** Data in this exercise **
========
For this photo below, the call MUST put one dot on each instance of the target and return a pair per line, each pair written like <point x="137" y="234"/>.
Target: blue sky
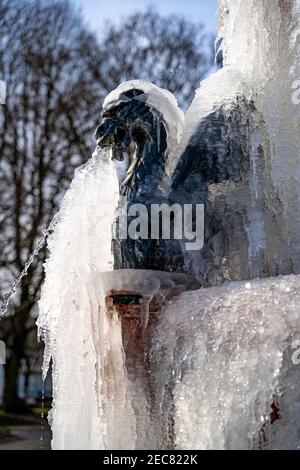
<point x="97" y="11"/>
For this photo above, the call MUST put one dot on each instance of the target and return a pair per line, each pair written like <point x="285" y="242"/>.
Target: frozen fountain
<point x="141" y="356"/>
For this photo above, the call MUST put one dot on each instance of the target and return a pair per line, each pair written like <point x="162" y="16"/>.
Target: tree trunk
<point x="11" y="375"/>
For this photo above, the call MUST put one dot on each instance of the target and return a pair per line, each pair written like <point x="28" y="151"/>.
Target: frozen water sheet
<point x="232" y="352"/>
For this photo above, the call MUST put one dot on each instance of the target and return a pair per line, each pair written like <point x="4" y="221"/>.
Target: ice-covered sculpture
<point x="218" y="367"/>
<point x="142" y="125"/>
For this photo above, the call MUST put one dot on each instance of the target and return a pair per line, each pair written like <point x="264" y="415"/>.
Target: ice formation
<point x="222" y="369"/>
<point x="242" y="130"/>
========
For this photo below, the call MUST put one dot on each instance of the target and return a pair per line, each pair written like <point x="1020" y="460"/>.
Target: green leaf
========
** Objective **
Pull out each line of the records above that contains the word "below", copying every such line in full.

** Task solution **
For this photo below, the call MUST put one dot on each instance of the target and return a pair per line, each pair written like <point x="137" y="234"/>.
For this photo below, the call MUST put one dot on each instance of the target and return a pair per line, each pair written like <point x="1020" y="460"/>.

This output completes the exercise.